>> Begin

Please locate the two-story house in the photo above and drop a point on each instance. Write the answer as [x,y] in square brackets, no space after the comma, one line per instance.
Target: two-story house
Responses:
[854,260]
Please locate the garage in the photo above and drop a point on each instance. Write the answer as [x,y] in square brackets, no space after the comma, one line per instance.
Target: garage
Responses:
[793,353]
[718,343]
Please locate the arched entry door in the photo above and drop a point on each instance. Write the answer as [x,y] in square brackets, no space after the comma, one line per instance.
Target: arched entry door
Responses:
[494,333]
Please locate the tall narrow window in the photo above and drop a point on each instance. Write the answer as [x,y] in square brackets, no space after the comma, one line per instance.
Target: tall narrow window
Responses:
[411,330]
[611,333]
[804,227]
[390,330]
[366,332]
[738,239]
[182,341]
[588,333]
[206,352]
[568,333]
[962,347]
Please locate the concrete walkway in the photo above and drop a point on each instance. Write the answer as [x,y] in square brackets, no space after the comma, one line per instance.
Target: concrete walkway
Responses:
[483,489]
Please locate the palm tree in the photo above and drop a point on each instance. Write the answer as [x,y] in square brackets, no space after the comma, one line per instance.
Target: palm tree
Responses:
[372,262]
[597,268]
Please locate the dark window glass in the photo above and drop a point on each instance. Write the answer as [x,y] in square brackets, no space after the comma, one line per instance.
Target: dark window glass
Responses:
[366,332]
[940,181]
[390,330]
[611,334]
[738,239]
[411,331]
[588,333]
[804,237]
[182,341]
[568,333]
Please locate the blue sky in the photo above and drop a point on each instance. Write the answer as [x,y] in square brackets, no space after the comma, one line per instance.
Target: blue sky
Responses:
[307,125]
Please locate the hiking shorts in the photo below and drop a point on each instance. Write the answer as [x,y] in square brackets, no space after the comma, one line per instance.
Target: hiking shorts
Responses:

>> End

(Exercise directions) Copy out all of the lines above word for word, with nothing changed.

(Solution to the exercise)
Please locate the two-story house in the photo above and drop a point on each instance. Write the answer as [x,y] in square brackets, no space after the comma, one line per instance.
Target: two-story house
Responses:
[854,260]
Please locate the garage in the photo above and drop a point on each instance. Write the answer as [x,y] in square brackets, no space after the comma, one line per instance.
Target: garage
Responses:
[793,353]
[718,343]
Please locate the arched entry door in the photo above and drop a point on each instance. Write the answer as [x,y] in square brackets, no space after the comma, one line per instance.
Target: arched entry door
Responses:
[494,333]
Please locate the tall narrow window in the photo above and drop a point on each instance. Write the answer as [x,y] in square brackets, no space after the comma, one line per instance.
Target: tall narrow window
Responses:
[411,330]
[611,333]
[804,227]
[390,330]
[366,332]
[738,239]
[182,341]
[588,333]
[206,352]
[568,333]
[962,347]
Please locate the concrete walkway in the photo above and drop a point on each instance. Write the answer as [x,y] in square brackets, no space after the comma, one line per instance.
Target: concrete walkway
Responses:
[483,489]
Please locate the palm tree in the photo above and drop a point on each instance. Write the answer as [x,y] in square brackets, no space after the comma, one line per instance.
Target: palm tree
Responses:
[372,262]
[597,268]
Please locate the dark window glass in the photo above and drop a point on each instance. Write the answer as [x,y] in square brackets, no space after the comma, one line per instance.
Target: dark window glass
Responses:
[366,332]
[940,181]
[390,330]
[611,334]
[738,239]
[411,331]
[588,333]
[804,237]
[182,341]
[568,333]
Please locate the blue sky in the photo above and drop a point on each instance. Write the answer as [x,y] in square brackets, no space after the comma, one line per instance.
Target: blue sky
Responses:
[307,125]
Please locate the hiking shorts in the photo below and drop a point on each instance. Write the answer as [x,y] in square brackets, no space after the comma, one line per instance.
Target: hiking shorts
Responses:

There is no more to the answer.